Records from a pointing dataset
########
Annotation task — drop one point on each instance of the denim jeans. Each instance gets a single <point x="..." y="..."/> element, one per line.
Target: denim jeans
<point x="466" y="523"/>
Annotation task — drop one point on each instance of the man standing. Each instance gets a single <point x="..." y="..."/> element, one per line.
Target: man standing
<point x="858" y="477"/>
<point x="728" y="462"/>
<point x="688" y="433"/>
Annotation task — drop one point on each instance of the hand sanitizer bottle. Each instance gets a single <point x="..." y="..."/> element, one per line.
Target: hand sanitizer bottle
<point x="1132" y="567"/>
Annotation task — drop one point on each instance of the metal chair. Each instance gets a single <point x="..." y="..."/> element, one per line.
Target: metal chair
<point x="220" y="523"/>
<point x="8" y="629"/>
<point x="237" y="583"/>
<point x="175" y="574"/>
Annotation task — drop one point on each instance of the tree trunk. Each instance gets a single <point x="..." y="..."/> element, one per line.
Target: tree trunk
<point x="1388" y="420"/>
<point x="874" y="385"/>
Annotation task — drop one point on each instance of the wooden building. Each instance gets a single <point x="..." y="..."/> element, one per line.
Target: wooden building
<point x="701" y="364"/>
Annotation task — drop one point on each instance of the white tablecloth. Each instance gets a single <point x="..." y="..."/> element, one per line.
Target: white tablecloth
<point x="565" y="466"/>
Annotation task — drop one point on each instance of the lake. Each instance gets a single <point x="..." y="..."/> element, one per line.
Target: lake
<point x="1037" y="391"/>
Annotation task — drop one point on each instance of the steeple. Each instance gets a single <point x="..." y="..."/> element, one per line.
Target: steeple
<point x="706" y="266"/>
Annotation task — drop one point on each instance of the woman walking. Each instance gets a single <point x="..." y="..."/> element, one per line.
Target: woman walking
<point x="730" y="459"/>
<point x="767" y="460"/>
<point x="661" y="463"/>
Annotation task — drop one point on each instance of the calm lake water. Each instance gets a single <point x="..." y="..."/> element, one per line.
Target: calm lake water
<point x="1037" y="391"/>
########
- _DESCRIPTION OF THE TASK_
Copy every line of the listing above verbatim.

- _CORRECT RESPONSE_
Annotation task — drop one point on each instance of the denim jeans. Each instance gets a single <point x="..." y="..."/> element, one per line.
Target: denim jeans
<point x="466" y="523"/>
Annotation task — drop one point on each instance of the man standing. Each instance gets a single <point x="..." y="..."/> element, one per line.
Target: man standing
<point x="858" y="477"/>
<point x="728" y="462"/>
<point x="688" y="433"/>
Annotation task — drop one point on each instance of the hand sanitizer bottle. Each instance gets a single <point x="..." y="..."/> element, one per line.
Target: hand sanitizer bottle
<point x="1132" y="567"/>
Annotation task — drop one point on each instance of the metal chair. Each instance gets a single <point x="..." y="..."/> element, one per line.
Target: metal chair
<point x="220" y="523"/>
<point x="8" y="629"/>
<point x="237" y="583"/>
<point x="175" y="574"/>
Annotation task — drop one point on each instance of the tree trunk. Each instance gets a single <point x="..." y="..."/> element, one per line.
Target: tree trunk
<point x="1388" y="420"/>
<point x="874" y="385"/>
Annotation task — drop one point on each instance of the wooden building. Each instance gets a single <point x="..." y="..."/> element, one per line.
Target: wooden building
<point x="701" y="364"/>
Annotation task — drop one point on each instance of the white tablecloth. Each instance gets a single <point x="..." y="..."/> element, one per line.
Target: white tablecloth
<point x="565" y="466"/>
Annotation task — drop one point on each instance of the lake. Each instance gets a single <point x="..." y="..."/> element, one per line.
Target: lake
<point x="1037" y="391"/>
Annotation task — drop one point on each instance of the steeple. Each instance gets a single <point x="..." y="..."/> element, one per line.
Target: steeple
<point x="706" y="266"/>
Annotation task — drop one point on each instance of the woman walking. Each instance gets a single <point x="..." y="..."/> element, one per line.
Target: woman walking
<point x="730" y="459"/>
<point x="767" y="460"/>
<point x="661" y="463"/>
Annotation task — drop one point on each instance of the calm lake water. Each instance gets a single <point x="..." y="..."/> element, one per line.
Target: calm lake water
<point x="1037" y="391"/>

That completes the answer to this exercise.